- Assignment
Repeat the entries without change, omitting the pictures.

- Record set
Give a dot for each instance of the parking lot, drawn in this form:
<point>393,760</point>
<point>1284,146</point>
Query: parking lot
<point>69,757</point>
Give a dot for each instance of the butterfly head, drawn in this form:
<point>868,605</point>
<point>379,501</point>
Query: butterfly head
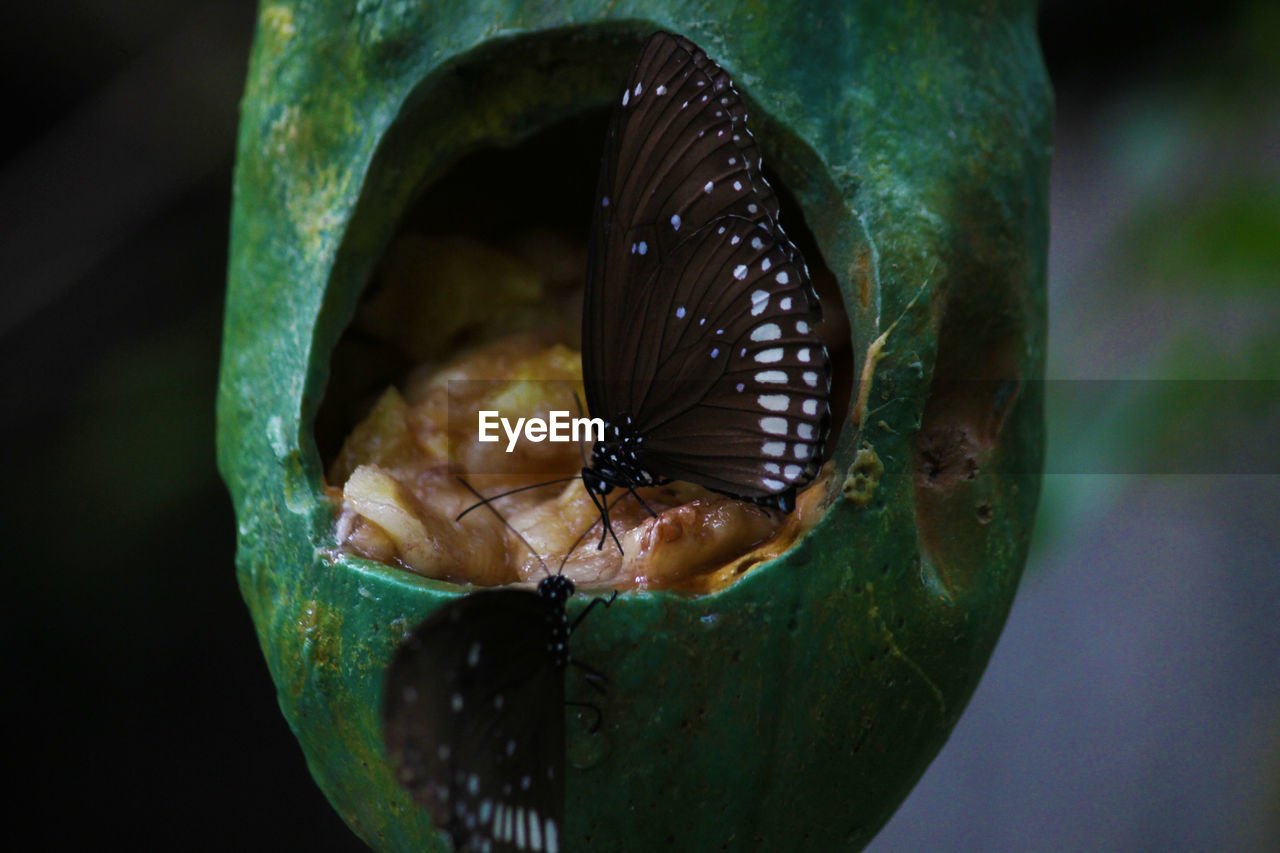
<point>556,589</point>
<point>616,460</point>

- Problem solution
Give a dot for each instance of the parking lot, drawn in this form:
<point>393,760</point>
<point>1284,146</point>
Query: parking lot
<point>69,757</point>
Give a dot for each instance of the butterfly head, drawn in this form:
<point>868,605</point>
<point>379,501</point>
Query: butterfly head
<point>556,589</point>
<point>616,460</point>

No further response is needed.